Passage for review -
- Opening Delimiter -

An audit of Yellow Pages telephone directory listings of indoor tanning facilities and services in New Zealand, 1992-2006
Article first published online: 6 AUG 2008
© 2008 The Authors. Journal Compilation © 2008 Public Health Association of Australia
Australian and New Zealand Journal of Public Health
Volume 32, Issue 4, pages 372–377, August 2008
How to Cite
Jopson, J. A. and Reeder, A. I. (2008), An audit of Yellow Pages telephone directory listings of indoor tanning facilities and services in New Zealand, 1992-2006. Australian and New Zealand Journal of Public Health, 32: 372–377. doi: 10.1111/j.1753-6405.2008.00258.x
- Issue published online: 6 AUG 2008
- Article first published online: 6 AUG 2008
- Submitted: January 2008 Revision Requested: April 2008 Accepted: May 2008
- sun tanning;
- ultraviolet radiation;
- skin cancer;
Objective: To document the number and variety of indoor tanning facilities and services in New Zealand, and to analyse changes from 1992 to 2006.
Method: Hard copies of the Yellow Pages telephone directory listings of all 18 New Zealand regions for 1992, 1996, 2001 and 2006 were examined. Entries under solaria and sun bed headings were supplemented with entries where sun bed/indoor tanning services were explicitly advertised under hairdressing, beauty therapy/supplies, and health and fitness centre categories. Duplicate listings were eliminated.
Results: From 1992 to 2006, inclusive, there was a 241% increase in the number of businesses that advertised some form of indoor tanning service in the NZ Yellow Pages telephone directories. There was a 525% increase in the number of wholesale trade providers, indicative of expansion in the industry, overall. Hire services also increased. The reported findings are likely to represent an underestimate of the total numbers of facilities and providers.
Conclusion: Substantial growth in indoor tanning facilities and services in New Zealand has occurred since 1992.
Implications: The evidence of potential serious health risks from sunbed use, in conjunction with evidence of irresponsibility among some providers, suggests a need for regulatory controls to strengthen existing voluntary guidelines. With legislation recently introduced for the states of Victoria and South Australia, and proposed in Queensland and Western Australia before the end of 2008; it would be timely for New Zealand authorities to collaborate with those drafting that legislation.

- Closing Delimiter -

Dataset excerpt -
- Opening Delimiter -

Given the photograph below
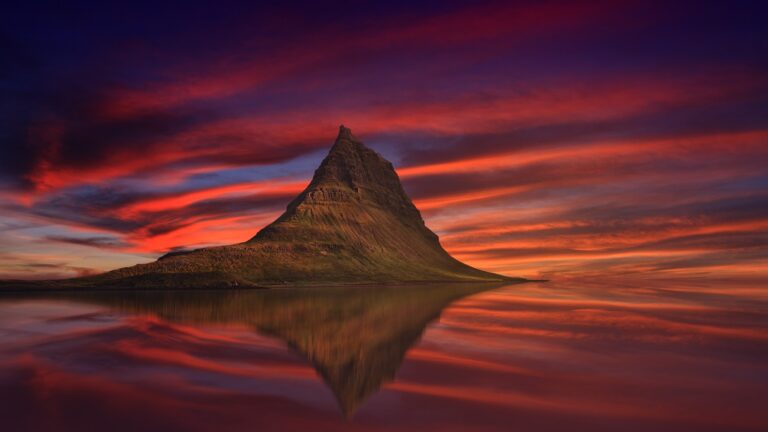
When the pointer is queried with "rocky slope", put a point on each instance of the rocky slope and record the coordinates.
(354, 223)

- Closing Delimiter -

Assigned task A -
Answer each question from the indoor tanning audit abstract.
(i) For which years were the Yellow Pages listings examined?
(ii) By what percentage did the number of wholesale trade providers increase?
(iii) In which journal was the article published?
Assigned task B - List every Australian state named in the indoor tanning audit abstract.

Your solution A -
(i) 1992, 1996, 2001 and 2006
(ii) 525%
(iii) Australian and New Zealand Journal of Public Health

Your solution B - Victoria, South Australia, Queensland, Western Australia